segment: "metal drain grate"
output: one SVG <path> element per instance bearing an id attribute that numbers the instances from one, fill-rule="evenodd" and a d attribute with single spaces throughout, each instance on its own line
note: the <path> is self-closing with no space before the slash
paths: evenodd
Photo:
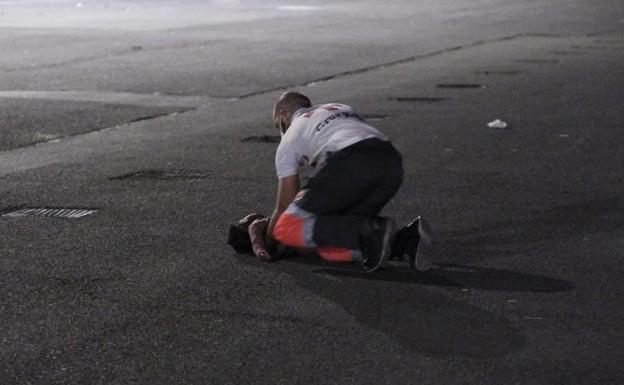
<path id="1" fill-rule="evenodd" d="M 483 84 L 474 83 L 442 83 L 438 84 L 438 88 L 454 88 L 454 89 L 468 89 L 468 88 L 485 88 Z"/>
<path id="2" fill-rule="evenodd" d="M 7 218 L 22 217 L 50 217 L 50 218 L 71 218 L 78 219 L 97 213 L 95 209 L 70 209 L 70 208 L 46 208 L 46 207 L 27 207 L 18 210 L 12 210 L 2 214 Z"/>
<path id="3" fill-rule="evenodd" d="M 241 142 L 279 143 L 281 140 L 282 137 L 277 135 L 260 135 L 248 136 L 246 138 L 243 138 Z"/>
<path id="4" fill-rule="evenodd" d="M 405 102 L 405 103 L 437 103 L 437 102 L 445 101 L 446 98 L 404 96 L 404 97 L 390 98 L 390 100 L 395 100 L 397 102 Z"/>
<path id="5" fill-rule="evenodd" d="M 121 176 L 115 176 L 110 179 L 203 179 L 209 175 L 210 172 L 205 170 L 143 170 Z"/>

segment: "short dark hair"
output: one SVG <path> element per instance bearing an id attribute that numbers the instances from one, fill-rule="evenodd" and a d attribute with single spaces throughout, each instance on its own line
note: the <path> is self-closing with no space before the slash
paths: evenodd
<path id="1" fill-rule="evenodd" d="M 291 114 L 300 108 L 310 107 L 312 107 L 312 102 L 310 102 L 310 98 L 296 91 L 288 91 L 283 93 L 275 104 L 276 110 L 285 110 L 290 112 Z"/>

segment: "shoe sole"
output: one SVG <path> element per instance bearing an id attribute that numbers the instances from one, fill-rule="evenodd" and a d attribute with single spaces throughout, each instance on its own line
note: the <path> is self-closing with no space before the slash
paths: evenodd
<path id="1" fill-rule="evenodd" d="M 364 270 L 367 273 L 372 273 L 373 271 L 379 269 L 381 266 L 383 266 L 383 264 L 386 262 L 386 260 L 390 256 L 390 251 L 391 251 L 391 246 L 392 246 L 391 245 L 392 235 L 394 234 L 396 225 L 392 218 L 386 218 L 385 222 L 386 223 L 384 226 L 384 234 L 383 234 L 383 239 L 382 239 L 383 246 L 381 247 L 381 256 L 379 257 L 379 261 L 377 261 L 377 264 L 375 266 L 369 267 L 368 269 Z"/>

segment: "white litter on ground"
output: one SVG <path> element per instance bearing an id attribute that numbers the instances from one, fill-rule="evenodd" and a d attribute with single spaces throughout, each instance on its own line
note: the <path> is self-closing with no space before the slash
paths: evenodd
<path id="1" fill-rule="evenodd" d="M 499 119 L 496 119 L 493 122 L 489 122 L 487 124 L 487 126 L 490 127 L 490 128 L 500 128 L 500 129 L 504 129 L 504 128 L 509 127 L 509 125 L 507 123 L 505 123 L 505 122 L 503 122 L 502 120 L 499 120 Z"/>

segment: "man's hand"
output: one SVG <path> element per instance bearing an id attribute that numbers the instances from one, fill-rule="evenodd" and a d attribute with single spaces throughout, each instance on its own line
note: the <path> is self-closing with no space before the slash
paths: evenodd
<path id="1" fill-rule="evenodd" d="M 280 215 L 288 205 L 295 200 L 295 196 L 299 192 L 299 175 L 291 175 L 279 180 L 279 184 L 277 185 L 277 199 L 275 202 L 275 211 L 273 211 L 273 215 L 271 215 L 271 220 L 269 221 L 269 226 L 267 229 L 267 240 L 269 243 L 275 243 L 273 239 L 273 229 L 275 228 L 275 224 L 279 219 Z"/>
<path id="2" fill-rule="evenodd" d="M 253 223 L 253 221 L 255 221 L 256 219 L 262 219 L 262 218 L 264 218 L 264 215 L 262 214 L 251 213 L 247 215 L 245 218 L 238 221 L 238 225 L 243 227 L 245 230 L 249 230 L 249 226 Z"/>
<path id="3" fill-rule="evenodd" d="M 264 241 L 269 218 L 256 219 L 249 225 L 249 238 L 254 254 L 263 262 L 270 262 L 273 258 Z"/>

What you should do -> Which lines above hold the string "segment"? Copy each of them.

Finished exercise ->
segment: "metal drain grate"
segment: "short dark hair"
segment: "shoe sole"
segment: "white litter on ground"
segment: "man's hand"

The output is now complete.